▶ _Task goal_: From the line that includes "Reviewer note: make sure each instance of the woman in" to the last line of the records, inclusive, repeat each line exactly.

▶ _Items from a data source_:
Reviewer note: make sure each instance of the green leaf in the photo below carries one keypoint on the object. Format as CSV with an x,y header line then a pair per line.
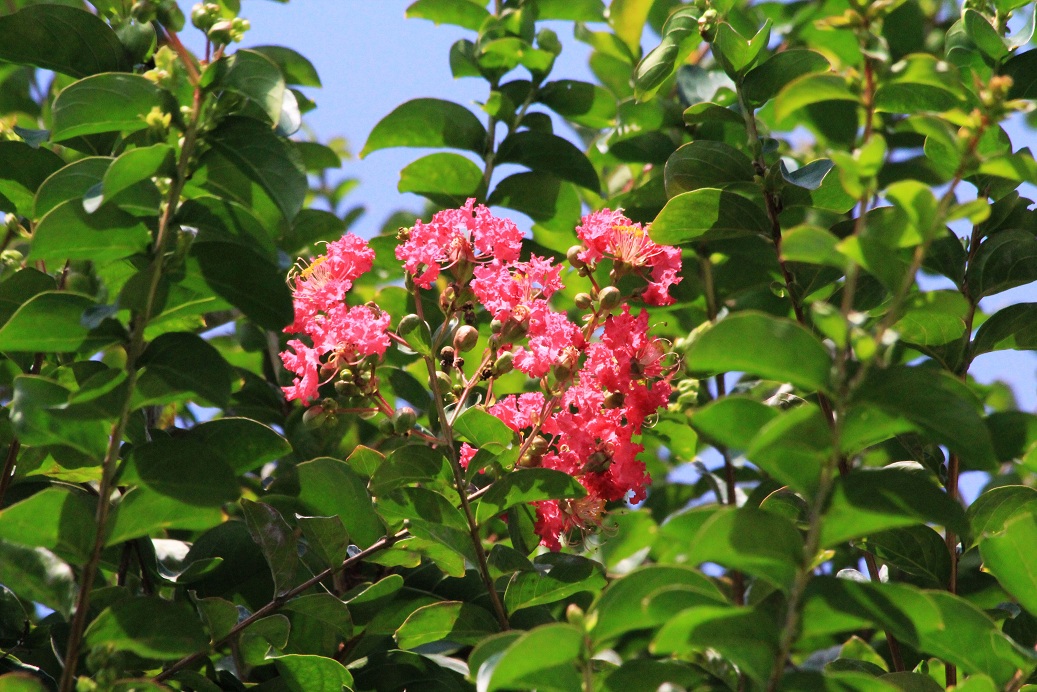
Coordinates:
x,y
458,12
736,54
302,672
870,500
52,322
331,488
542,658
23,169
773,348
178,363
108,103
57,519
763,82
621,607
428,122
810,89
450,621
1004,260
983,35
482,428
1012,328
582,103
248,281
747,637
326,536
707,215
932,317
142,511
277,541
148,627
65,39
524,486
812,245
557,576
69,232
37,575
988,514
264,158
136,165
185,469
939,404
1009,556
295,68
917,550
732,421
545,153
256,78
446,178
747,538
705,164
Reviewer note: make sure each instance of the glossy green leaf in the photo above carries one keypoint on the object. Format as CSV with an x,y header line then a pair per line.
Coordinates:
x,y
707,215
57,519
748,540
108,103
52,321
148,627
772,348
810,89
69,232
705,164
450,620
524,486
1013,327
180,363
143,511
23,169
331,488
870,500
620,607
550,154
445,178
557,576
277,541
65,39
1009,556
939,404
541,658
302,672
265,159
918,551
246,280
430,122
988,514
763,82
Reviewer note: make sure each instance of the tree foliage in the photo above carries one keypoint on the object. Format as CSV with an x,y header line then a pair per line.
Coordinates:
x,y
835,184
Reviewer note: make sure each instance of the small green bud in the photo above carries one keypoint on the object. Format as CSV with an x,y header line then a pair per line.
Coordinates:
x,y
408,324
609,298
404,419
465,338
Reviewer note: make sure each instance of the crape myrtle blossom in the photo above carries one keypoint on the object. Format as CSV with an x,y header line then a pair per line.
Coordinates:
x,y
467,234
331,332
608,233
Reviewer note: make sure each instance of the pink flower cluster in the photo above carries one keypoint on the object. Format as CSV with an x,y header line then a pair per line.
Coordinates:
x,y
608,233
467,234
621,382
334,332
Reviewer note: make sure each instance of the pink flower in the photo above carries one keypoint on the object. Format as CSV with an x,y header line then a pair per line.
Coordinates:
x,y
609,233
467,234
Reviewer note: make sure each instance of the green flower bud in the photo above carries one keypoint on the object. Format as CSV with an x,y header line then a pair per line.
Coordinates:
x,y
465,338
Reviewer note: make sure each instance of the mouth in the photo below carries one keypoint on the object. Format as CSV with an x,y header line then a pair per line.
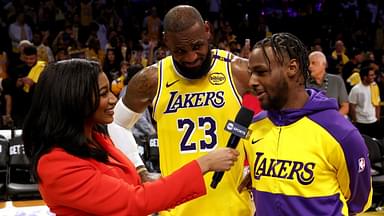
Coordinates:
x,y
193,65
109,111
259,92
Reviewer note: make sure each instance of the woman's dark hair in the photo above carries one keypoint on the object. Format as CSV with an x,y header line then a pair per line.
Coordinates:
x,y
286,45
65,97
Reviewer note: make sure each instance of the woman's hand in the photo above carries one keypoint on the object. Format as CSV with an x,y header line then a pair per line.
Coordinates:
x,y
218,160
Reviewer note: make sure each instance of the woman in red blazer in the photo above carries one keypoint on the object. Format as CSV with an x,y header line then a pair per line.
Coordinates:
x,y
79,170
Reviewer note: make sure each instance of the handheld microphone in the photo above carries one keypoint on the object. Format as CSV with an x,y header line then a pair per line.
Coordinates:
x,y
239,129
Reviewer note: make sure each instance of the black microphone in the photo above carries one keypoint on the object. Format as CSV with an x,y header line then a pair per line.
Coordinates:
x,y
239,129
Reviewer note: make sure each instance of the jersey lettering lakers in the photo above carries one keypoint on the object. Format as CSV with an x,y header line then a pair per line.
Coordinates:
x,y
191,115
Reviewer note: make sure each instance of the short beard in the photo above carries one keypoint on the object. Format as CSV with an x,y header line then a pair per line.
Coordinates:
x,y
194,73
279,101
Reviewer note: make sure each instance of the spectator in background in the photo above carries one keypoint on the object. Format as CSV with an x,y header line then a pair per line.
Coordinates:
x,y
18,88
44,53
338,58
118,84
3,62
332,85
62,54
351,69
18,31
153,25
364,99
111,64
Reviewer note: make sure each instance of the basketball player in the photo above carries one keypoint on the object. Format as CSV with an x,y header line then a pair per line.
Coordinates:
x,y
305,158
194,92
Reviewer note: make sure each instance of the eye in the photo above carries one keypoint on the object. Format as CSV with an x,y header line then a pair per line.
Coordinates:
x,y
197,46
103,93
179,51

▶ _Written answer_:
Reviewer note: make sure each instance of the woman in red blazer in the photo above carries one keypoint on the object. Format as CSV with an x,y header line then a pair per line.
Coordinates:
x,y
79,170
Reviewer note: make sure each instance of the handheld microphone in the photo above carries one keypoint on the object. Format as CSV with an x,y header line then a pair per line.
Coordinates:
x,y
239,129
Reviewer note: make sure each instance of the black microphone in the photo above carries one keypoint on the object. Format as CSV with an x,y header line then a pair per line.
Coordinates:
x,y
239,129
Reviewer note: make sure each instance of the jersey lettering lakers in the photo above carries one keypoint on the object. Format as CSV with an x,y header line then a pair per line.
Coordinates:
x,y
191,115
Reviewer note: make sure each instance of the short beard in the photo above carries one keypoint on the object. Format as CSV with an x,y header line then a pair per line.
Coordinates:
x,y
194,73
279,101
Reviewer note: make sure each instance of the spectator in background in the photo above carries one keypoint on the object. Format as CSV with an x,y header line then a pair per line.
Coordinates:
x,y
18,88
44,53
338,58
118,84
3,62
332,85
62,54
351,69
18,31
153,25
364,99
111,64
Reviewer note: make sure each instance of the basketball player in the photo above carries one keypoint on the object. Format as CSV with an x,y header line then a pair per line.
Coordinates:
x,y
305,158
194,92
Reviewer note: make sure each instance of the eye in the photo above carries one keypoint on the object. Format as CSV with an x,y header line then a pair per line.
Coordinates:
x,y
197,46
103,93
179,51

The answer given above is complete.